- Data rows:

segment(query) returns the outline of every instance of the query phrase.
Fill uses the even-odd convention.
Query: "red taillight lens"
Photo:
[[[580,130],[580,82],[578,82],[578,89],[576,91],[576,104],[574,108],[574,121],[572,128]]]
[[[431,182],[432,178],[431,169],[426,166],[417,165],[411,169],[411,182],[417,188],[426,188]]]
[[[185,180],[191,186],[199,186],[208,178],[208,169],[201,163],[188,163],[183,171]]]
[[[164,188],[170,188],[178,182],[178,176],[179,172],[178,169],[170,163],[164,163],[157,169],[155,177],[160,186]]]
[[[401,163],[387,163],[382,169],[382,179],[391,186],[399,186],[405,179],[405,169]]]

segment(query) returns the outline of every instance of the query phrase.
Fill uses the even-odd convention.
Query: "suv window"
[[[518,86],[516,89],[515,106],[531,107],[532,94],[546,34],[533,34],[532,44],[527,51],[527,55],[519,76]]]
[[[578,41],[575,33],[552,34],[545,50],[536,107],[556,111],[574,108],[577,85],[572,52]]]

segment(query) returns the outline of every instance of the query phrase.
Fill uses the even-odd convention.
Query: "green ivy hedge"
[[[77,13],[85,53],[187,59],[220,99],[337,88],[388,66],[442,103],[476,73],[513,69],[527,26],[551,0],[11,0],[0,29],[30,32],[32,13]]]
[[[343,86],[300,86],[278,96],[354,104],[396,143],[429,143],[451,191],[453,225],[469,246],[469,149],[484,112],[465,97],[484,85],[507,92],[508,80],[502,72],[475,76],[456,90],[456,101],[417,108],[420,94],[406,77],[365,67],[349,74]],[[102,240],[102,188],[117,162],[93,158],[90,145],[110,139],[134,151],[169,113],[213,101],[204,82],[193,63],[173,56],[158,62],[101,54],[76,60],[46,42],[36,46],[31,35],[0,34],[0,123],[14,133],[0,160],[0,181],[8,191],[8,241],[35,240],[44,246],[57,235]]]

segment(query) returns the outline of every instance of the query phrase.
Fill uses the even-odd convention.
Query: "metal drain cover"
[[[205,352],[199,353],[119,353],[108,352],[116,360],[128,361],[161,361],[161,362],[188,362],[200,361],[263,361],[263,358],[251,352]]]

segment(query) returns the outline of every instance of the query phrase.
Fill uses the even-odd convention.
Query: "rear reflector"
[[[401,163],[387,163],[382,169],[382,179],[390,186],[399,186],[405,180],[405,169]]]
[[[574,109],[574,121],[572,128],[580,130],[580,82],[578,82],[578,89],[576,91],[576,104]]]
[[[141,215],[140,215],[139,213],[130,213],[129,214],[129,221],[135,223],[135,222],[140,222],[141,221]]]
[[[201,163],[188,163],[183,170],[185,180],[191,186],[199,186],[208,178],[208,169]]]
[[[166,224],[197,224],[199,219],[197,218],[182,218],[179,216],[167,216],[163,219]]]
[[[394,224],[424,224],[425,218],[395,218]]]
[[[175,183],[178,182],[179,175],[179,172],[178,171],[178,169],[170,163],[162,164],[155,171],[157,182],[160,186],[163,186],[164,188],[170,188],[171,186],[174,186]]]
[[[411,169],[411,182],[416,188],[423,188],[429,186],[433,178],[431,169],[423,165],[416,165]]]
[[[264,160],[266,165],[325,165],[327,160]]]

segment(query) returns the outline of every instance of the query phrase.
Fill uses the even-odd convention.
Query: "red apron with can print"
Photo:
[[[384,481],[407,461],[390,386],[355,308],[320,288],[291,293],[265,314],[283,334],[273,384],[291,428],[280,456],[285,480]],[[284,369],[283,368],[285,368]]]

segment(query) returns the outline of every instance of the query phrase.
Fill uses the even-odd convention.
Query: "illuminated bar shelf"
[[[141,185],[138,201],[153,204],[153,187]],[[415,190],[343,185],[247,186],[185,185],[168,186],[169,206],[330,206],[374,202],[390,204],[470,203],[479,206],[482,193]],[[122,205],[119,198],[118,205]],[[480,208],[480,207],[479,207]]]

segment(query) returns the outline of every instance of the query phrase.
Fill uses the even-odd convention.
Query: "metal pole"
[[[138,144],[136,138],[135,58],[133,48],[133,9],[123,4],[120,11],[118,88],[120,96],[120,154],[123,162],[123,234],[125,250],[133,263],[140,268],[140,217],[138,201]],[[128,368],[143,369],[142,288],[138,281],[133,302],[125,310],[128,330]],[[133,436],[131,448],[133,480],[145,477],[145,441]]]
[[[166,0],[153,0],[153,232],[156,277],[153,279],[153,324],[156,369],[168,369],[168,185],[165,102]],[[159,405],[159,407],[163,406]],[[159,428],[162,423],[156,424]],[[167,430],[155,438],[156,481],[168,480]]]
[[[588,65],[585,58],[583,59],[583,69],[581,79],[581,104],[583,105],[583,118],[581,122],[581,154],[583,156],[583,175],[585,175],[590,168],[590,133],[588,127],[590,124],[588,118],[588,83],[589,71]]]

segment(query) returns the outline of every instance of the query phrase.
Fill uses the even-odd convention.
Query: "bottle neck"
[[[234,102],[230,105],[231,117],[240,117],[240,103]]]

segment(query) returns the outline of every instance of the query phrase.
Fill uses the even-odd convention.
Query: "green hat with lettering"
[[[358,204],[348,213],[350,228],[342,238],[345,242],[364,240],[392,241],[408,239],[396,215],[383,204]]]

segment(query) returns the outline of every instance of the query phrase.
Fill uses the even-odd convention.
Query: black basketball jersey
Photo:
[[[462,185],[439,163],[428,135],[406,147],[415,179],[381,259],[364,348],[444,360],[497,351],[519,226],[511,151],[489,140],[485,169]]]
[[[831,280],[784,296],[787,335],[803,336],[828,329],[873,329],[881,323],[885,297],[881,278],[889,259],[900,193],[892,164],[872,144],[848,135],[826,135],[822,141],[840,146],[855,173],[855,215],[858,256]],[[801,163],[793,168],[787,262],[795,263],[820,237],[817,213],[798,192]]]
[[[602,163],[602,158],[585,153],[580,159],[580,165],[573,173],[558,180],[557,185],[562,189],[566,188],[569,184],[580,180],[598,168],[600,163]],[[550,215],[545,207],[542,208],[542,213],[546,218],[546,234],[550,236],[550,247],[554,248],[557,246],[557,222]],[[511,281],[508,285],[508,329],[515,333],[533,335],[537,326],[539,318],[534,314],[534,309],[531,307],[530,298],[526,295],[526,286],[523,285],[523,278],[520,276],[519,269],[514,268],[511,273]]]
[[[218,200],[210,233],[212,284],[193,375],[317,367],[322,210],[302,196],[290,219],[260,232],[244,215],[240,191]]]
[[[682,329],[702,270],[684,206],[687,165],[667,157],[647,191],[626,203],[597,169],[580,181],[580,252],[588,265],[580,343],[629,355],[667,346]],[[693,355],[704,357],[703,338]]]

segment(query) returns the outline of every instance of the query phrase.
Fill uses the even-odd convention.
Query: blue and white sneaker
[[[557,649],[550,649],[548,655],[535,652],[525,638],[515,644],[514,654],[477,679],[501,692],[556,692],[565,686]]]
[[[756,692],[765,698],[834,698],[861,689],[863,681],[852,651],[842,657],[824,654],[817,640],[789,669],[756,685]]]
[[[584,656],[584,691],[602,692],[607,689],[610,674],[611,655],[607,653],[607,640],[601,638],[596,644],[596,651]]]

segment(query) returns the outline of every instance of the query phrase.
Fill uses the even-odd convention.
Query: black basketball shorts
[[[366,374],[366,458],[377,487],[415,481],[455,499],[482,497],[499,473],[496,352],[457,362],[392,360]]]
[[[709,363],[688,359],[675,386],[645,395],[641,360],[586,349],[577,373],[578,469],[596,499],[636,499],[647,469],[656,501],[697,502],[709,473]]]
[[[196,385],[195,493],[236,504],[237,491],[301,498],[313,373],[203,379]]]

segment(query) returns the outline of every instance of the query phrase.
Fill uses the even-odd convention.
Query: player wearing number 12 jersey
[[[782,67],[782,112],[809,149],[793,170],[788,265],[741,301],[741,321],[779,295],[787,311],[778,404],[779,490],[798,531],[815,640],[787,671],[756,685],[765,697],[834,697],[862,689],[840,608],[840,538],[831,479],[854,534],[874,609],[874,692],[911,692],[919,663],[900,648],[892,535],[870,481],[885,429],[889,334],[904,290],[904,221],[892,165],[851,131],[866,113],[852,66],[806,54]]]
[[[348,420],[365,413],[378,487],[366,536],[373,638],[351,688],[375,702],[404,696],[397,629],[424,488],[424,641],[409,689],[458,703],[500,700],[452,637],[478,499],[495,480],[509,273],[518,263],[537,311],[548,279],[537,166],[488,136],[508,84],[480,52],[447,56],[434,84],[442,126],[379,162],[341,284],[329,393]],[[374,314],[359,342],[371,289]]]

- Task goal: Report every line of the material above that contains the word "jersey", copying each one in full. Matching is case-sensitive.

- Reply to the exercise:
Query: black basketball jersey
Query: player wearing number 12 jersey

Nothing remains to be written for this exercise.